▸ Source excerpt:
Hubert J. Farnsworth on time travel in general.

Roswell that Ends Well is the 51st episode of Futurama. This episode won the 2002 Emmy for Outstanding Animated Program (For Programming Less Than One Hour), winning the show its first Emmy.

Plot[]

The crew is sent back to the year 1947 when Fry puts metal in the ship's microwave while the rest of the crew is watching a supernova explosion. The resultant reaction causes the ship to vanish into a tunnеl, where they pick up a number of clocks before exiting out a portal. Confused, the crew decides to head back to Earth, only to find no space traffic. Worse, there is no receiving signal, so they crash land in Roswell, New Mexico, causing an unsecured Bender to be thrown through the forward viewport and fly to pieces. While everyone else, including Bender's head, heads back to the ship, Zoidberg is left picking up the pieces. However, at night he is found by the United States military. The next day, the crew realizes that the famous crashed UFO that brought Roswell, Area 51, and the related conspiracy theory into popular culture was in fact them. The Professor then explains that the microwave's radiation and the gravitons and graviolois from the supernova blasted them through time itself.

The U.S. military captures Dr. Zoidberg, who was gathering up pieces of Bender's body, and takes him and Bender's body to Roswell Airbase to conduct various experiments, including an Alien autopsy and 'UFO reconstruction'. President Harry S. Truman also arrives to interrogate Zoidberg on whether he comes in peace, is staging an invasion or creating a hybrid, but Zoidberg's people skills have him vivisected. "No one is to know about this except the senior officers, scientists and a single nutcase reporter no one will believe."

▸ Provided data:
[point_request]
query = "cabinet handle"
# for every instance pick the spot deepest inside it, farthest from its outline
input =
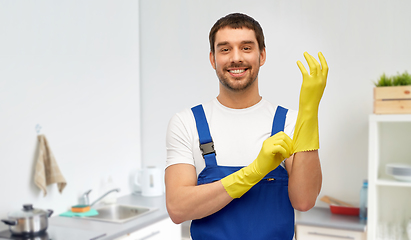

▸ Short exercise: Copy the Futurama episode summary from "Roswell that Ends" to "its first Emmy.", changing "51st episode" to "fifty-first episode".

▸ Exercise solution:
Roswell that Ends Well is the fifty-first episode of Futurama. This episode won the 2002 Emmy for Outstanding Animated Program (For Programming Less Than One Hour), winning the show its first Emmy.